So for those of you, dare I say it, considering polishing up on your "shopping etiquette" I have devised this basic 7-point Shopping Etiquette guide for you, which thankfully makes no mention of bread knives, dessertspoons or oyster forks.

To be considered a well-bred shopper, one should: 

Always treat retail staff with respect if you expect them to treat you respectfully in return. This means using "please" and "thank you" as you would to any other, but does not extend to complacency with rudeness or being forced to re-hang garments if you are planning to part with more than $9.95 at the counter.
If a queue is present, vacate dressing rooms after occupancy of fifteen minutes. During weekend, late night or Christmas trade periods, vacate after ten minutes. * * <
Avoid scratching, hissing, biting and any other feline behaviour, regardless of discount and conditions of said discount.
Under no circumstances _stroll_ along walkways, footpaths or aisles during the aforementioned weekend, late night or Christmas trade periods. Any form of linking arms (particularly if comprised of three or more links) is grossly inconsiderate, as is blocking the walkway for a chat.
Forgo trying on footwear without a protective stocking if you knowingly have tinea.
Never even _consider_ wearing a backpack. Or stilts.
* Does not apply if you are Princess Mary.
* * Does not apply to brides-to-be or contestants of "The Biggest Loser". 

In the infamous words of Tom Cruise, maybe it is time for us to "put our manners back in". You never know. Just like your mother said, good manners do get you everywhere. They might even get the sales assistant to hold that last pair of peep toes until the end of the day. Hey, stranger things have happened…


----------



## The Backward OX (Jan 18, 2008)

Why Chadstone? Why not Collingwood or Nth. Fitzroy? Or even Moonee Ponds? 

There seems to be an element of Presbyterian Ladies College or Melbourne Girls Grammar oozing out through the cracks. A greater slant towards the hoi-polloi is needed.

XO


----------



## missmia86 (Jan 18, 2008)

Glad to get some feedback from an aussie!

### What you should do
In the shopping etiquette guide, after how many minutes should a shopper leave a dressing room when there is a queue during weekend, late night or Christmas trade periods?

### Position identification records

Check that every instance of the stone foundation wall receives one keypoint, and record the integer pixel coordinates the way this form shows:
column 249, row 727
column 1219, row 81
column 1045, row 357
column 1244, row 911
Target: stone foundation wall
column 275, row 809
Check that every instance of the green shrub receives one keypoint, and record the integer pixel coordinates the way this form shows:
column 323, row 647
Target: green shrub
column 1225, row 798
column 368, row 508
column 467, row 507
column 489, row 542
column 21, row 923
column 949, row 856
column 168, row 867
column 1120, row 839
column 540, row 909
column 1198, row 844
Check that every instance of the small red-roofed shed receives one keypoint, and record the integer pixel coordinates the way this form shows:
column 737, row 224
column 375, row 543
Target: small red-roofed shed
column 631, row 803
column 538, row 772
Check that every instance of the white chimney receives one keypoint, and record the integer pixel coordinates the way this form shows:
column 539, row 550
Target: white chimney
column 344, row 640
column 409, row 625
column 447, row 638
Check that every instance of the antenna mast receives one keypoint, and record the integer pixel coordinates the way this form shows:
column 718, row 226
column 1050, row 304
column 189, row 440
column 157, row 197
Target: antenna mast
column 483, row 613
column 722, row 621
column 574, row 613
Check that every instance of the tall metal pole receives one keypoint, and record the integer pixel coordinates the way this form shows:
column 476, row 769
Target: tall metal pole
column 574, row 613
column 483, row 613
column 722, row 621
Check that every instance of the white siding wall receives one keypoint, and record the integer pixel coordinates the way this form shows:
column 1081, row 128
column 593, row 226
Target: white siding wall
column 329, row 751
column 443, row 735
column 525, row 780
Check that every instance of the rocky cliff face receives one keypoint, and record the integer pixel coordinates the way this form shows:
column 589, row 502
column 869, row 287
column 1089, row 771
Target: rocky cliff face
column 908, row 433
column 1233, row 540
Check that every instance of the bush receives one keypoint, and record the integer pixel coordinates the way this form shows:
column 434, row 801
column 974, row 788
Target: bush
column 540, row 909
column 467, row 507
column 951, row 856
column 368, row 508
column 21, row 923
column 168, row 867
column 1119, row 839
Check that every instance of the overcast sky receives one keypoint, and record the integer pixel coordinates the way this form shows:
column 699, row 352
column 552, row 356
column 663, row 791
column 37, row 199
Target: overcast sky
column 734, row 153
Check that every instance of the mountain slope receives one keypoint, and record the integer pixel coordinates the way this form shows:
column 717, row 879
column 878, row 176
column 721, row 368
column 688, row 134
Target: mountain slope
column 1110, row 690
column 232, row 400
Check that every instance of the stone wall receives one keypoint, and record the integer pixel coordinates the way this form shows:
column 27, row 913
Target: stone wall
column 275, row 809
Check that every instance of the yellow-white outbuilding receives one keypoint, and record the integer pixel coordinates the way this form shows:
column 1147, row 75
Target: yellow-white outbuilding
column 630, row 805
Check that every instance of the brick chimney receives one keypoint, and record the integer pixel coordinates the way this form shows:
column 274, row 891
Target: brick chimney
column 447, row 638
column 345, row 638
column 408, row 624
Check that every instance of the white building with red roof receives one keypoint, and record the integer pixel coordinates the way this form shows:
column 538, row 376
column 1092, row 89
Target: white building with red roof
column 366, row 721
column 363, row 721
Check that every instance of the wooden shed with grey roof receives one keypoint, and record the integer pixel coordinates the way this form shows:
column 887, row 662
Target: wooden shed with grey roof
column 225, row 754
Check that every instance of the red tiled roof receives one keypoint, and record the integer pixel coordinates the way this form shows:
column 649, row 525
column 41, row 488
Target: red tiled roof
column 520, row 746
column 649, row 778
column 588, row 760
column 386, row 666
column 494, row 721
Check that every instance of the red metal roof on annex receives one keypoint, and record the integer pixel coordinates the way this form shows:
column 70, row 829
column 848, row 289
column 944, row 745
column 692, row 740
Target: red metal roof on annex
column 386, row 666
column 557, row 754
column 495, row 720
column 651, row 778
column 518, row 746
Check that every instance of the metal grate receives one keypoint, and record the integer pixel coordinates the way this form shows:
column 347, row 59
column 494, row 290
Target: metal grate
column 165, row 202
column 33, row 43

* * *

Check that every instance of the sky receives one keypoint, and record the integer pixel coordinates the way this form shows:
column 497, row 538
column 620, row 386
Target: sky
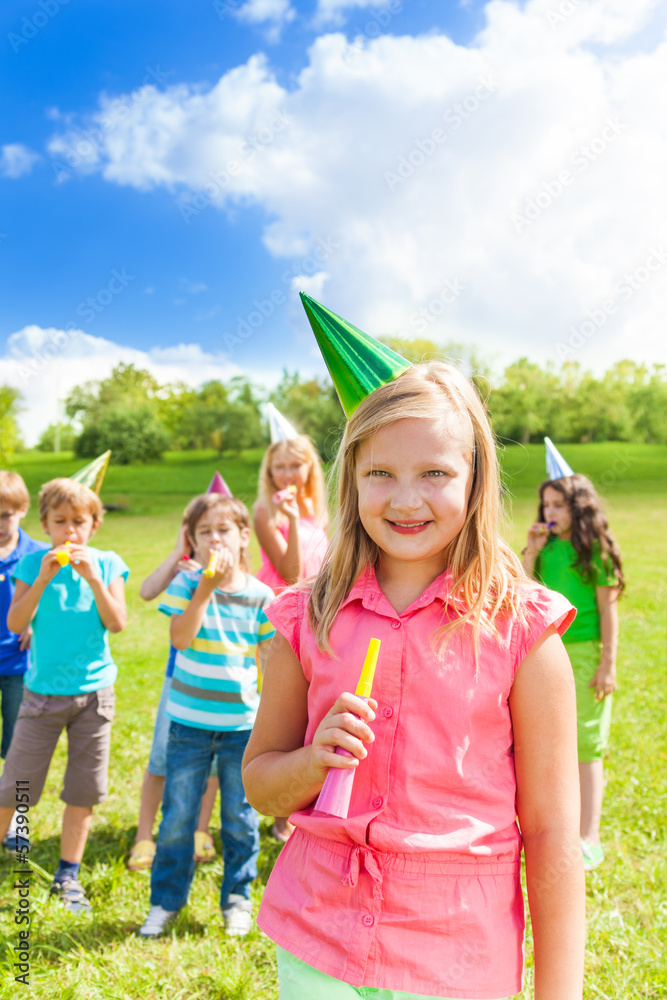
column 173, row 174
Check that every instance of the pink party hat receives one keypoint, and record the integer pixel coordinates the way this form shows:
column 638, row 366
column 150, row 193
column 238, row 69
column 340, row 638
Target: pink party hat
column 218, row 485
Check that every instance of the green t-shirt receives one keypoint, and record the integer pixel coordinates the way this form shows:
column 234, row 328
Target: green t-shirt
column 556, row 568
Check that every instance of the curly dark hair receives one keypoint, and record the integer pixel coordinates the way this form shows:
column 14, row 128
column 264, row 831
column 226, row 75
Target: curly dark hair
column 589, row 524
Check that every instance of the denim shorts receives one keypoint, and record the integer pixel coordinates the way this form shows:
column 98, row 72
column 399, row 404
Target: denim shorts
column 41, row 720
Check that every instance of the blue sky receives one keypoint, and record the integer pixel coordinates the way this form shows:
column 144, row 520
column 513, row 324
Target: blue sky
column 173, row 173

### Solution to this exercise
After ten minutes.